--- Teks Sumber ---
JAKARTA – TargetNews.id Jumat 4 Juli 2025 – Dunia pers Indonesia kembali diwarnai oleh tindakan tidak etis dari pelaku industri media itu sendiri. Warsito, yang mengklaim diri sebagai Direktur Utama PT Berita Istana Negara, diduga menyebarkan opini menyesatkan yang berpotensi merusak kemerdekaan pers dengan menuding tiga media independen mitraadhyaksa.com, sergap86.id, dan cyberpolri.id sebagai “media bodong”, hanya karena belum mendaftarkan logo ke HAKI dan menggunakan PT Perorangan sebagai badan hukum.
Padahal, pernyataan Warsito 6justru menunjukkan kesalahan pemahaman hukum yang serius dan dapat dikategorikan sebagai upaya pembunuhan karakter terhadap media sah yang aktif menjalankan fungsi jurnalistik.
Media Bukan Produk Dagang, Warsito Keliru Fatal
Dalam artikel yang dipublikasikan melalui situs milik PT Berita Istana, Warsito menyatakan bahwa media massa wajib mendaftarkan logo dan nama medianya ke HAKI. Pernyataan ini jelas bertentangan dengan kerangka hukum nasional.
Undang-Undang Nomor 28 Tahun 2014 tentang Hak Cipta serta UU Nomor 20 Tahun 2016 tentang Merek dan Indikasi Geografis sama sekali tidak mewajibkan pendaftaran HAKI untuk mendirikan atau menjalankan media. Pendaftaran HAKI bersifat opsional, sebagai perlindungan merek jika digunakan dalam ranah komersial.
Dengan demikian, menyebut media sebagai “bodong” hanya karena belum mendaftarkan HAKI adalah tuduhan tidak berdasar, tidak sah secara hukum, dan berpotensi menyesatkan opini publik.
PT Perorangan Diakui Negara, Warsito Salah Kaprah
Klaim Warsito bahwa PT Perorangan tidak sah sebagai badan hukum media merupakan pendapat yang keliru dan tidak memiliki dasar hukum. Berdasarkan UU Nomor 11 Tahun 2020 tentang Cipta Kerja yang diperkuat melalui PP Nomor 8 Tahun 2021, PT Perorangan adalah bentuk badan hukum yang sah di Indonesia.

--- Instruksi 1 ---
Ringkaslah artikel tentang tuduhan "media bodong" ini dalam dua kalimat.
--- Instruksi 2 ---
Salin kata demi kata bagian artikel tentang tuduhan "media bodong" itu, dimulai dari "Dengan demikian, menyebut" dan diakhiri pada "sah di Indonesia.".
--- Instruksi 3 ---
Dalam artikel tentang tuduhan "media bodong", peraturan pemerintah apa yang disebut memperkuat kedudukan PT Perorangan sebagai badan hukum yang sah?
Data berikut tidak diperlukan.

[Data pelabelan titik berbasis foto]
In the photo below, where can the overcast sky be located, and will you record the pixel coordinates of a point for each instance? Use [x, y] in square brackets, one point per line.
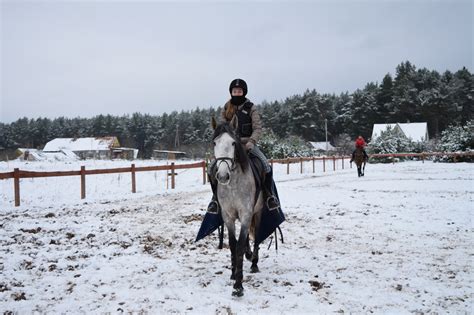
[83, 58]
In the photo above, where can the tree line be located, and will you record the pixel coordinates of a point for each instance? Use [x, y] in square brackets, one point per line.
[415, 95]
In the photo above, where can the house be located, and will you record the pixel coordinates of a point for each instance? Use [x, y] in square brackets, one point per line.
[169, 155]
[417, 132]
[28, 154]
[124, 153]
[320, 147]
[84, 148]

--- Jawaban 1 ---
Warsito, yang mengklaim diri sebagai Direktur Utama PT Berita Istana Negara, diduga menuding tiga media independen sebagai "media bodong" karena belum mendaftarkan logo ke HAKI dan menggunakan PT Perorangan sebagai badan hukum. Tuduhan itu dibantah karena undang-undang tidak mewajibkan pendaftaran HAKI untuk mendirikan atau menjalankan media, dan PT Perorangan merupakan badan hukum yang sah di Indonesia.

--- Jawaban 2 ---
Dengan demikian, menyebut media sebagai “bodong” hanya karena belum mendaftarkan HAKI adalah tuduhan tidak berdasar, tidak sah secara hukum, dan berpotensi menyesatkan opini publik.
PT Perorangan Diakui Negara, Warsito Salah Kaprah
Klaim Warsito bahwa PT Perorangan tidak sah sebagai badan hukum media merupakan pendapat yang keliru dan tidak memiliki dasar hukum. Berdasarkan UU Nomor 11 Tahun 2020 tentang Cipta Kerja yang diperkuat melalui PP Nomor 8 Tahun 2021, PT Perorangan adalah bentuk badan hukum yang sah di Indonesia.

--- Jawaban 3 ---
PP Nomor 8 Tahun 2021.